=== Stored data ===

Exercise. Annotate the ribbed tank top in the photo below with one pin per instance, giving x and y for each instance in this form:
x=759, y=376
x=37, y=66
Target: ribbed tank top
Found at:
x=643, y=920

===

Task to carry out
Write out all of the data above again, requests included, with each coordinate in the answers increased by 86 and everything else left unchanged.

Solution to this exercise
Exercise. Annotate the ribbed tank top in the photo below with one pin per instance, giving x and y for each instance in this form:
x=759, y=376
x=37, y=66
Target: ribbed tank top
Found at:
x=729, y=1006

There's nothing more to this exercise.